(Provided text)
In some implementations, the controller may determine that the container index 160 is associated with the locality portion 410 based on a sparse index. For example, the controller may compare hook points of data units in the locality portion 410 to hook points in a sparse index, and may thereby identify the associated container index 160 (from among multiple container indexes) as having the highest number of hook points that match the hook points in the data units of the locality portion 410. In some examples, the controller may then determine that the new data units (“A,” “B,” and “C”) are located the locality portion 410 (i.e., the locality portion associated with the container index 160).

Referring now to FIG. 4B, at a second point in time, the controller receives a data stream 402 that is a later instance of the backup data stream (e.g., during a subsequent backup of the collection of data). The controller determines that, in the data stream 402, the locality portion 410 includes two new data units (“D” and “E”). Further, the controller determines that the number of matching entries 200 currently stored in the container index 160 (i.e., three) has not reached the maximum matching limit of five. Accordingly, the controller initializes and/or populates two new matching entries 200 to record metadata for the two new data units (“D” and “E”).

(Data shown)
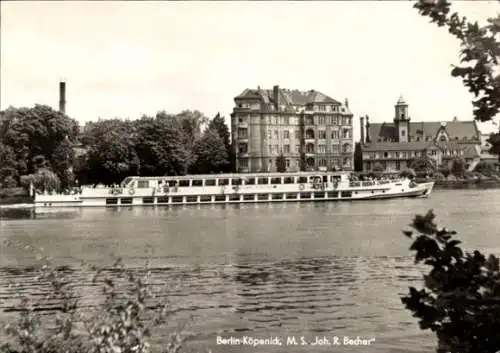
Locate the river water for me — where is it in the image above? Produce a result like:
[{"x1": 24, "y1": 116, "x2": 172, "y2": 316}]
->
[{"x1": 0, "y1": 189, "x2": 500, "y2": 353}]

(To do)
1/ According to the passage on container indexes, what is the maximum matching limit?
2/ Continue the passage on container indexes from its last sentence.

(Replies)
1/ Five.

2/
Referring now to FIG. 4C, at a third point in time, the controller receives a data stream 404 that is a later instance of the backup data stream. The controller determines that, in the data stream 404, the locality portion 410 includes one new data unit (“F”). Further, the controller determines that the number of matching entries 200 currently stored in the container index 160 (i.e., five) has reached the maximum matching limit of five, and therefore the container index 160 currently lacks available capacity to store an additional matching entry 200 (i.e., to store metadata for new data unit “F”). In response to this determination, the controller may select an existing matching entry 200 to be converted into a nonmatching entry 210.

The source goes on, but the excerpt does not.